___ The records ___

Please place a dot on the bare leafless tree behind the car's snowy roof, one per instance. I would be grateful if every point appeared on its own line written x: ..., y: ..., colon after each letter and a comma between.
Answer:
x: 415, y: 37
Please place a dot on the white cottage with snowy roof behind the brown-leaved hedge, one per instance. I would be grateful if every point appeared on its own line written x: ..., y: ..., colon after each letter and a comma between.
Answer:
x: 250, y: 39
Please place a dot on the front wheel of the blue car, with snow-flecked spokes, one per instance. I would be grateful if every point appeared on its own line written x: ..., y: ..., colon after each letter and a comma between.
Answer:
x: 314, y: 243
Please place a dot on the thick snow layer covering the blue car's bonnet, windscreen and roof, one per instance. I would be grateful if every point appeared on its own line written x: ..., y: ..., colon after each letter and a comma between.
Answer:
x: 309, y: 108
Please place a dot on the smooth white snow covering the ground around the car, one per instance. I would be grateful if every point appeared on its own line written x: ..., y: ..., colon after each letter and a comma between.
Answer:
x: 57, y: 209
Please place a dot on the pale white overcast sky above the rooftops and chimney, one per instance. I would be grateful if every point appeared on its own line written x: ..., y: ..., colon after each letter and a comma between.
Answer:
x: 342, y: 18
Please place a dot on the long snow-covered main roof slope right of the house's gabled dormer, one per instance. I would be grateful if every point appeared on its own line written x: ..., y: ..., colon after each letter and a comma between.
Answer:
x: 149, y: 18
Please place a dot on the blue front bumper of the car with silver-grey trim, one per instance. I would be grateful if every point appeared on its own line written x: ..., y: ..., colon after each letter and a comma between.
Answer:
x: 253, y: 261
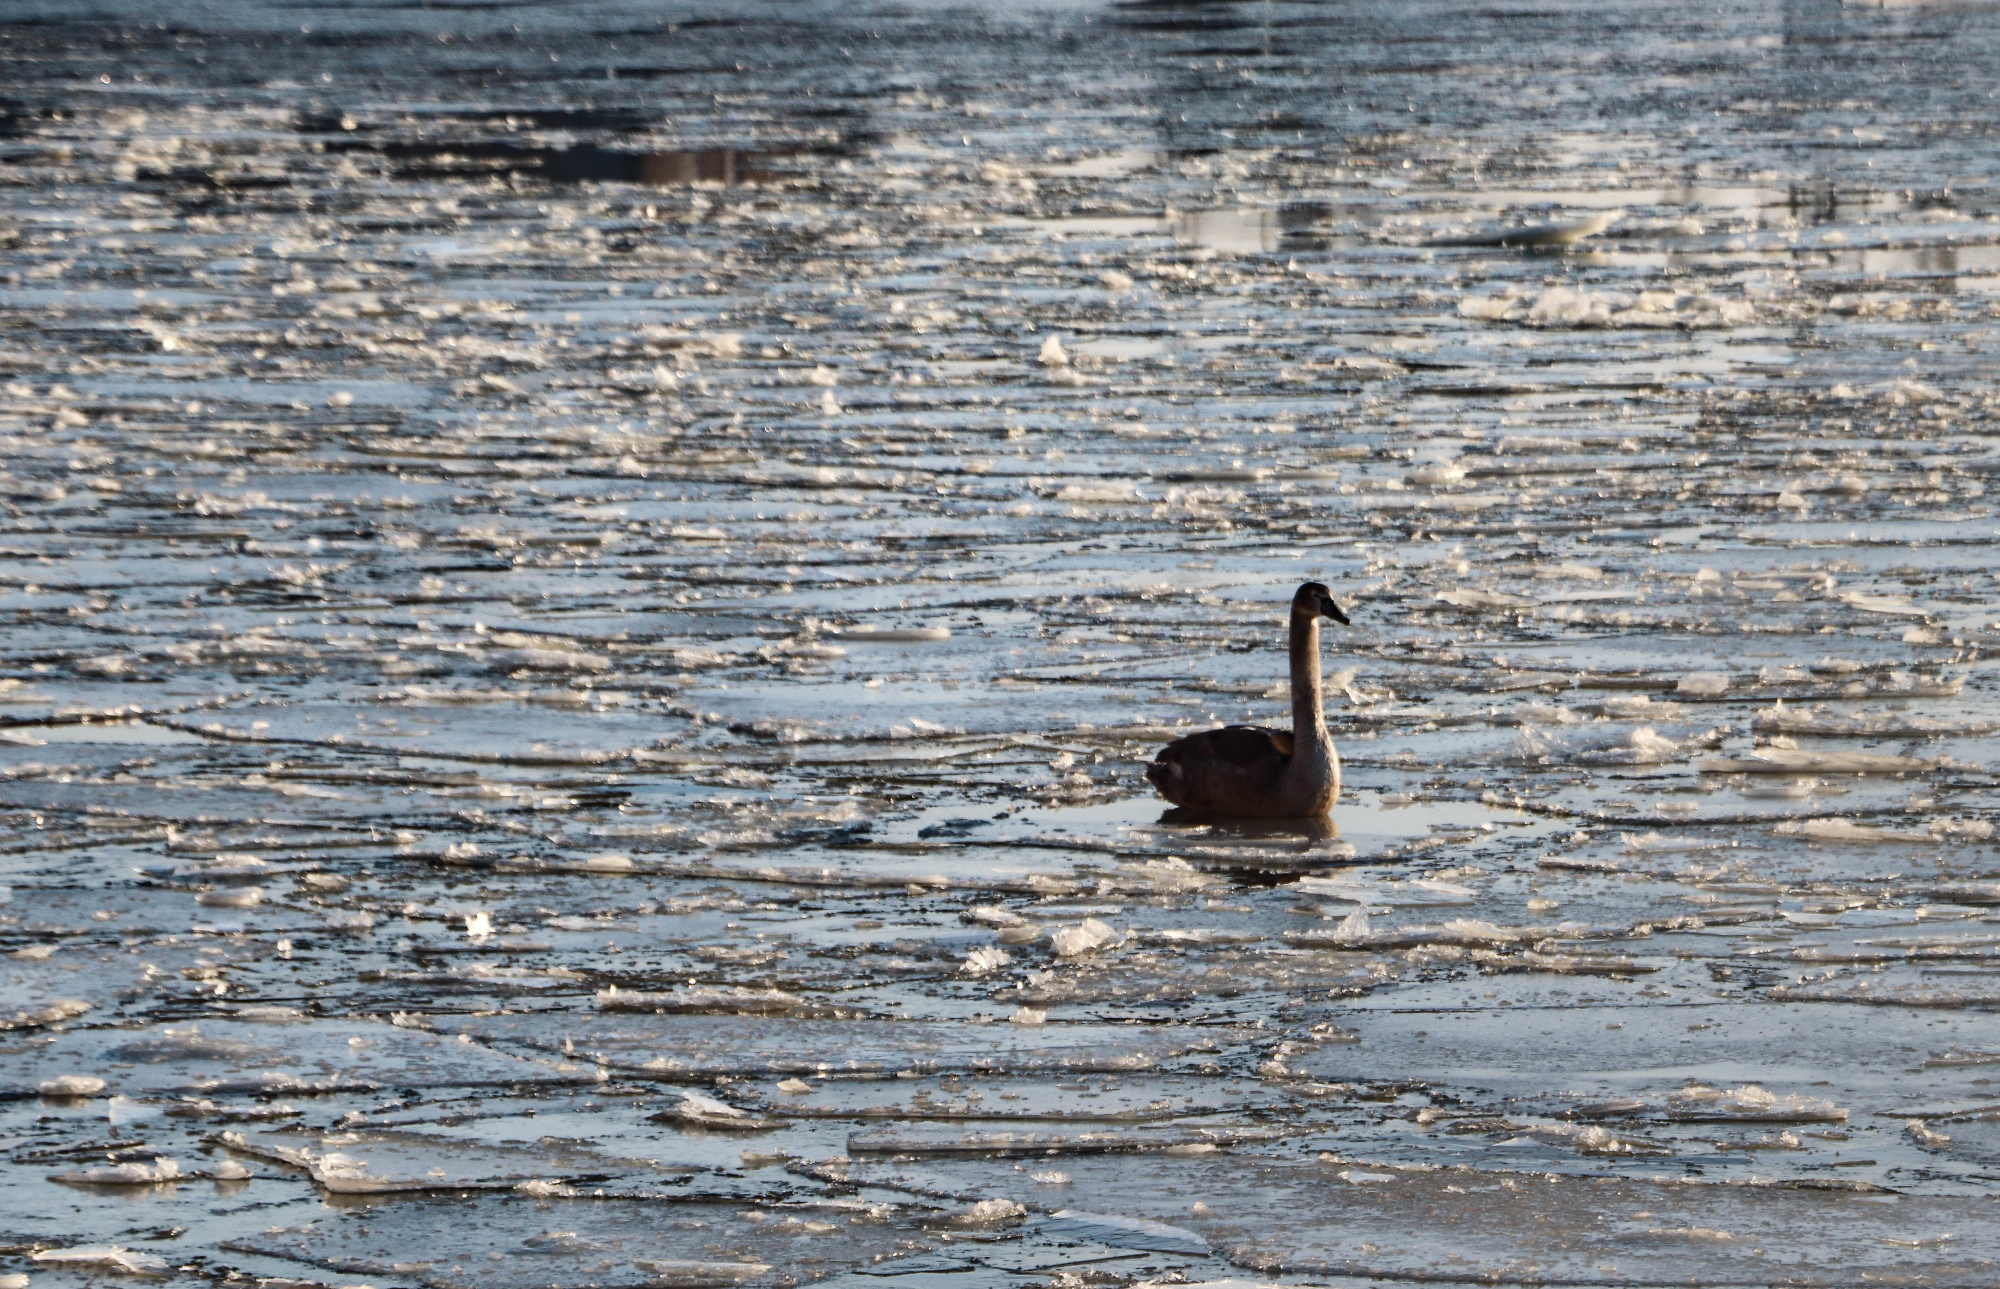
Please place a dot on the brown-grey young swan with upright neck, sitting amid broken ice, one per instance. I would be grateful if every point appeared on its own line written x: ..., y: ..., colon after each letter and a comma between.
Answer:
x: 1267, y: 774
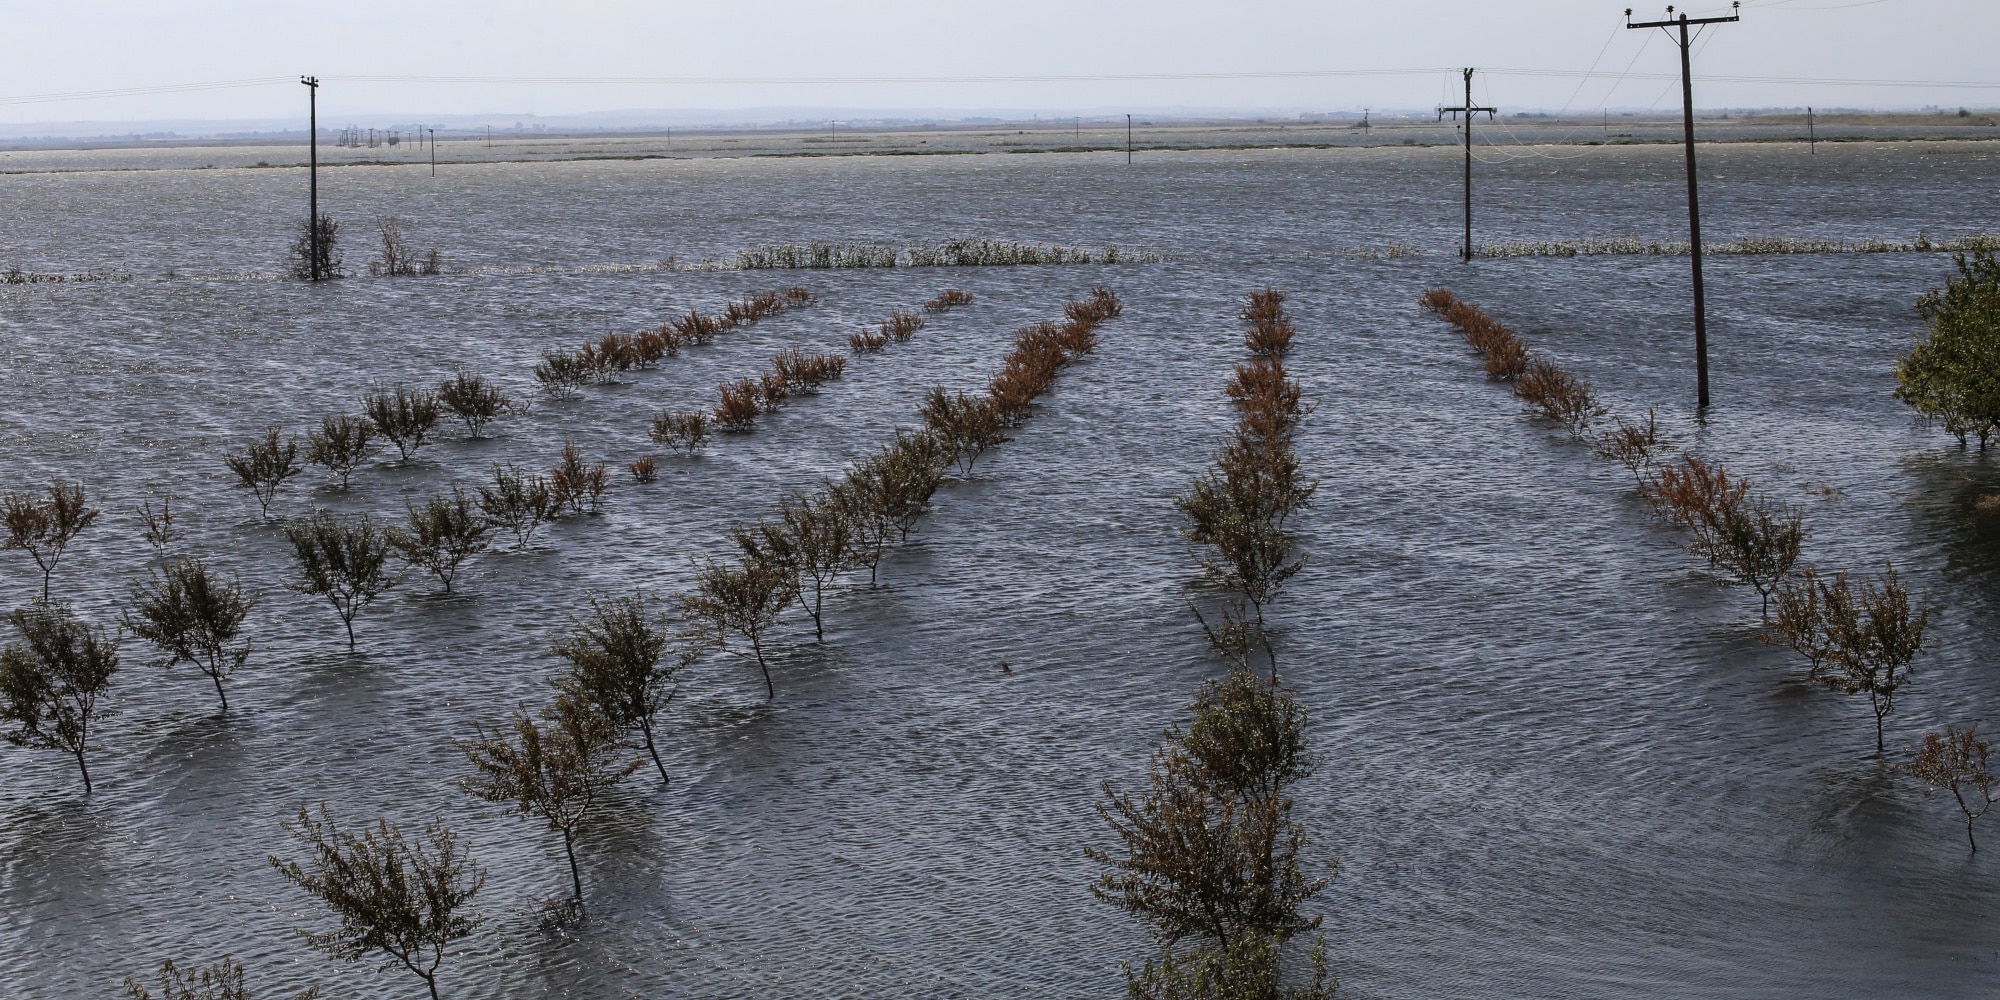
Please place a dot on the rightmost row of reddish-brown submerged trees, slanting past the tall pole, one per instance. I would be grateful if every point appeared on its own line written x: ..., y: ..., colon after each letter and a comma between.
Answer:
x: 1857, y: 635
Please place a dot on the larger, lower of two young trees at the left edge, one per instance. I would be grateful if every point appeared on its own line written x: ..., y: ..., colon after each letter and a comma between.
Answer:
x: 51, y: 681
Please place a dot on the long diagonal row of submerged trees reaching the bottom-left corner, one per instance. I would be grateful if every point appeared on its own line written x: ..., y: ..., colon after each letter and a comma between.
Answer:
x: 407, y: 897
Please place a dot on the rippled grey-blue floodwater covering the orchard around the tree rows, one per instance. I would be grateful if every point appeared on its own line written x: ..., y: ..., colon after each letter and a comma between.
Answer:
x: 1557, y: 761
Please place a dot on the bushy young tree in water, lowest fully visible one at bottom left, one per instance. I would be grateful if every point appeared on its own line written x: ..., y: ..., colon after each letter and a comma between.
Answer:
x: 405, y: 899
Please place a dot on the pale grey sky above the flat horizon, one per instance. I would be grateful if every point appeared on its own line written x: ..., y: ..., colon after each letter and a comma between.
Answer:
x: 93, y: 45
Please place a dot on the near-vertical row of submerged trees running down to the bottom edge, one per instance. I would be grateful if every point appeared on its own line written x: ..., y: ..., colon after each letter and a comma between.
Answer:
x: 1211, y: 857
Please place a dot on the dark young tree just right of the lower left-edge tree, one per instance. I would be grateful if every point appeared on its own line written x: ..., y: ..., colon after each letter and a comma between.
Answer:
x: 197, y: 617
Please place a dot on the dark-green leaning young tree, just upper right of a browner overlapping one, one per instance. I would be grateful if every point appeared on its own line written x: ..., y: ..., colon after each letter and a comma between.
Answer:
x: 615, y: 667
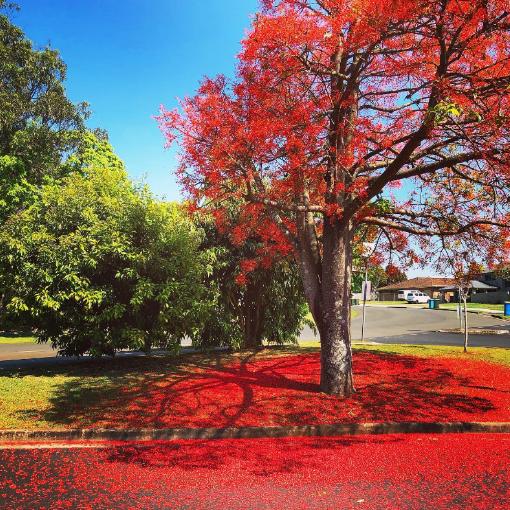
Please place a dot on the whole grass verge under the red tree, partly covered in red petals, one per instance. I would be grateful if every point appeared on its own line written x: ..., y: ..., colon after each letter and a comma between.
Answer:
x: 276, y: 386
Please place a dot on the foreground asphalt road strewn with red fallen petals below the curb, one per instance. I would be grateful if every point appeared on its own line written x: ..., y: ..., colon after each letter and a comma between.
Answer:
x: 404, y: 472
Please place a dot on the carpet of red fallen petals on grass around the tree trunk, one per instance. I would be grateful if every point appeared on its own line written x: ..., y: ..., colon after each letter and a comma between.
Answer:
x: 284, y: 390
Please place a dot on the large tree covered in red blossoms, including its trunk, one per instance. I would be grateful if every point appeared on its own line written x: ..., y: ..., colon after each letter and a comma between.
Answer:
x: 337, y: 104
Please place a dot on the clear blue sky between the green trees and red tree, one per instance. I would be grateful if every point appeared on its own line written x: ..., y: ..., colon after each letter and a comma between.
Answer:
x: 126, y: 58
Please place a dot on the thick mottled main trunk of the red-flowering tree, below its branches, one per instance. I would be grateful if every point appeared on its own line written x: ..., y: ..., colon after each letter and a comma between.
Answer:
x: 335, y: 334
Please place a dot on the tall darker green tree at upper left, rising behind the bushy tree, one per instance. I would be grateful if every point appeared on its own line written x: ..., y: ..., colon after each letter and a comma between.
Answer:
x: 39, y: 125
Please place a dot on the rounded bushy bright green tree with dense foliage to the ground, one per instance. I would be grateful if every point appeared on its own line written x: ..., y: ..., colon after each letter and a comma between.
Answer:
x: 97, y: 264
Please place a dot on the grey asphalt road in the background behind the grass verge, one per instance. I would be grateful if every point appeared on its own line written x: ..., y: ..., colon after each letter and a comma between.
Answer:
x: 383, y: 325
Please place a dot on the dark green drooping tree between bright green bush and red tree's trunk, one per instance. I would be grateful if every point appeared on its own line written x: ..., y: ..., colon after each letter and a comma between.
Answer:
x: 251, y: 297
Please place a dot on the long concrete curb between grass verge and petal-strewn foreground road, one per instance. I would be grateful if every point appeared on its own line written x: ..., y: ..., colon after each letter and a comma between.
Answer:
x: 341, y: 429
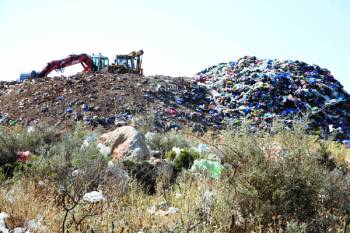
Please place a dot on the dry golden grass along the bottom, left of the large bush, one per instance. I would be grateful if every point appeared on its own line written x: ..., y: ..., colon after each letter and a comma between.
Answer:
x: 25, y: 200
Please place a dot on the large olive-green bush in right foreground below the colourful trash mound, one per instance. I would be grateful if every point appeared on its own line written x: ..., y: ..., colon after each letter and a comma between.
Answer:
x: 297, y: 189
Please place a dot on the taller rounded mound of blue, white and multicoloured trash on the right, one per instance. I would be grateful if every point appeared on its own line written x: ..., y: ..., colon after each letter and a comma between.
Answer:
x: 264, y: 90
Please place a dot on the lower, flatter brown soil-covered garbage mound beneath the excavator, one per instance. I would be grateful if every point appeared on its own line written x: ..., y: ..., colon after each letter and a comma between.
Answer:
x: 110, y: 100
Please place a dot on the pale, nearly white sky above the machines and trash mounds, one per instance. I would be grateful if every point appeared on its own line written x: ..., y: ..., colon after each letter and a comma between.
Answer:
x: 179, y: 37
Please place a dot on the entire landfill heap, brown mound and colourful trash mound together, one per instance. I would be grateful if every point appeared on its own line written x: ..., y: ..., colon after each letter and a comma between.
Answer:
x: 222, y: 96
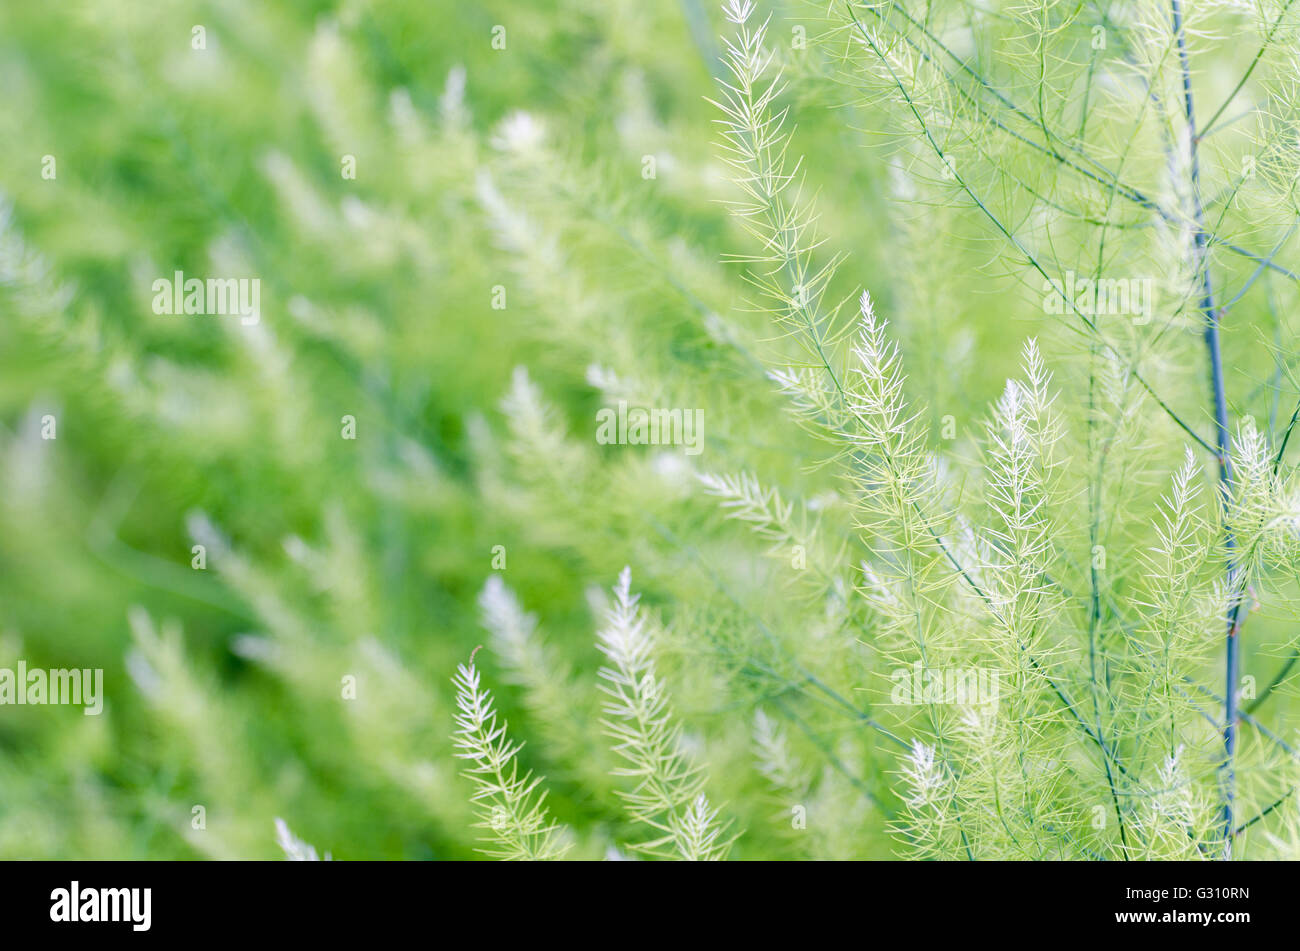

___

**What you have to do**
If a line in the entries above holds "foreground", include it in the count; report nothing but the resulting number.

**Written reply**
3